### Input for this task ###

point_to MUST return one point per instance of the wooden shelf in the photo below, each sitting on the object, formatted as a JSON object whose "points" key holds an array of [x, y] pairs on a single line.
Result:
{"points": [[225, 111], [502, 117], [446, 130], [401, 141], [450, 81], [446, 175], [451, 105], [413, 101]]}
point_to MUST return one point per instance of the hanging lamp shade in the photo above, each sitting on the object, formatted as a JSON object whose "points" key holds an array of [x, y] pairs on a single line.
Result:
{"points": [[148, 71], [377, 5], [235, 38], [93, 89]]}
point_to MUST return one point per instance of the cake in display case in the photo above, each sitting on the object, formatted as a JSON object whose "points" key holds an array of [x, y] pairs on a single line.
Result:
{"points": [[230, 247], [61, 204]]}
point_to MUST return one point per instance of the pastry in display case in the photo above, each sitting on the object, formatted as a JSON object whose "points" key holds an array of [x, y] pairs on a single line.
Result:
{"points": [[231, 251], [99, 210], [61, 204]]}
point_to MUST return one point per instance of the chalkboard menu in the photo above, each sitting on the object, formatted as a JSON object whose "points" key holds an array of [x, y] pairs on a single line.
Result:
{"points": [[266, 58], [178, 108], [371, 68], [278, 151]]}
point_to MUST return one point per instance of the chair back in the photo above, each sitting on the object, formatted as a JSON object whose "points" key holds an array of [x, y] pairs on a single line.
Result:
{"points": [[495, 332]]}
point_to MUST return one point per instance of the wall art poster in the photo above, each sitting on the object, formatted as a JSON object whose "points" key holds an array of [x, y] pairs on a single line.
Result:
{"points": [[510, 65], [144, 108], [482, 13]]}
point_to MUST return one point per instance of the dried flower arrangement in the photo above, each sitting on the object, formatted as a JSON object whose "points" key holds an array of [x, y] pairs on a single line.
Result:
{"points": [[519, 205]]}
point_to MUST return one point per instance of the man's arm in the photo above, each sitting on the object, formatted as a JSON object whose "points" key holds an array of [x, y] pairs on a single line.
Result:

###

→ **What to produce**
For this exercise, find all lines in the records containing the word "case" and copy them.

→ **Answer area**
point_to MUST return one point per instance of the cake in display case in the photo above, each sitting on the object, formatted as a JSON object whose "points" key holds an array of [x, y] pairs on a single line.
point_to MUST return one point per instance of the pastry in display case in the photo above, each sitting on the object, formatted as a JSON object whose "points" key holds an array of [x, y] pairs on a single line.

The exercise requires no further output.